START Dataset extract
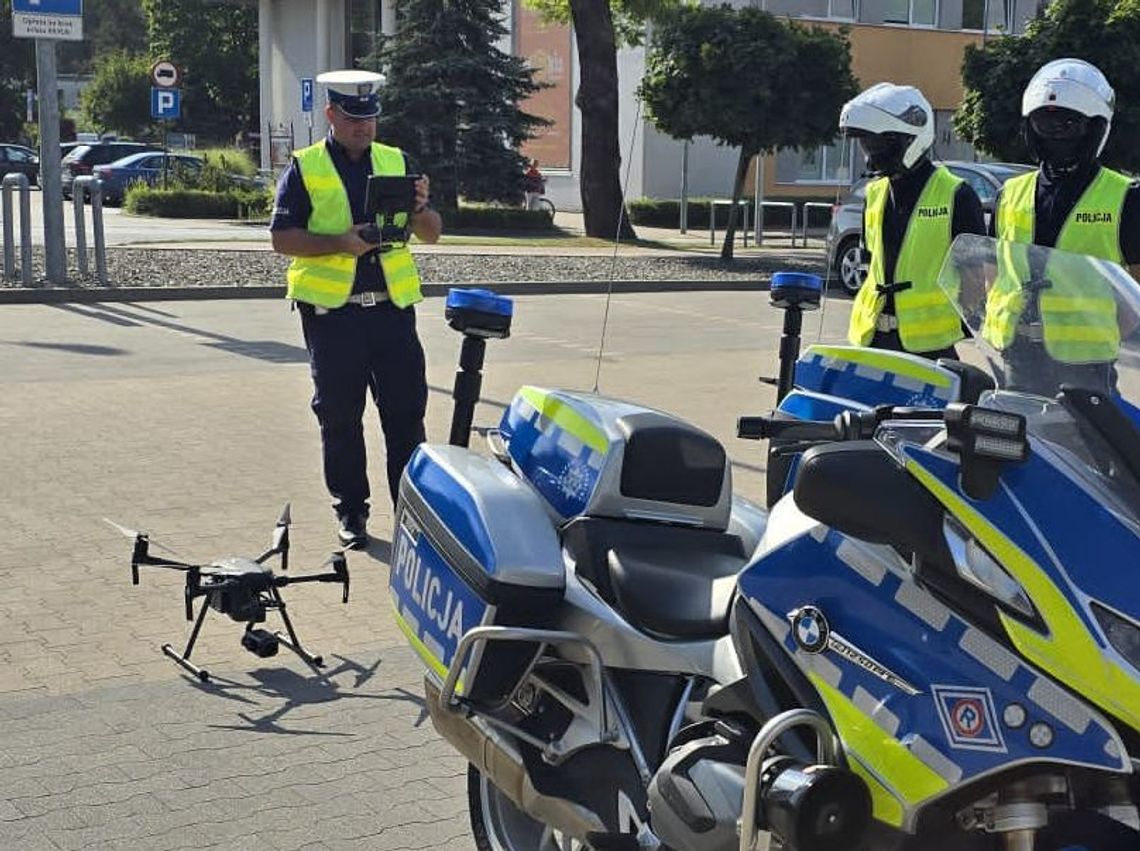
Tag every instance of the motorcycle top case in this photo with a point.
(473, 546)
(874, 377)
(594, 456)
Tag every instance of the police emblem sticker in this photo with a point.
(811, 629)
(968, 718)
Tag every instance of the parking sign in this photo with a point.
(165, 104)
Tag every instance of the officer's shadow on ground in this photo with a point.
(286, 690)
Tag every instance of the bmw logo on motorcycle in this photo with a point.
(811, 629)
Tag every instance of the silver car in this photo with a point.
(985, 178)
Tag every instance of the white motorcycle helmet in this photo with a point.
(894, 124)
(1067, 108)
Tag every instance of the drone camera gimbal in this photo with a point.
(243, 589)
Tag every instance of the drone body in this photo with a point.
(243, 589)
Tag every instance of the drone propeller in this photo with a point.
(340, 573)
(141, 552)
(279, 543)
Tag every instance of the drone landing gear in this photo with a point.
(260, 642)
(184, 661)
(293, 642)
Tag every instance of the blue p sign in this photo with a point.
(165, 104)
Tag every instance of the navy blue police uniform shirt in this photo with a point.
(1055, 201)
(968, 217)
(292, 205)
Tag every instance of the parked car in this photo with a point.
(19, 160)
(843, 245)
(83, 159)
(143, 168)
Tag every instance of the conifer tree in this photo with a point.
END Dataset extract
### [Your assignment]
Give back exactly the lines from the one containing "Tag every instance of the navy" through the last line of the records.

### [Exercise solution]
Tag every instance of the navy blue police uniform shirt in this photo with a point.
(1055, 201)
(968, 217)
(292, 205)
Tag every instance of the parked car in this photo with a point.
(19, 160)
(843, 245)
(83, 159)
(143, 168)
Tag every instance of the conifer tree in this photo with a point.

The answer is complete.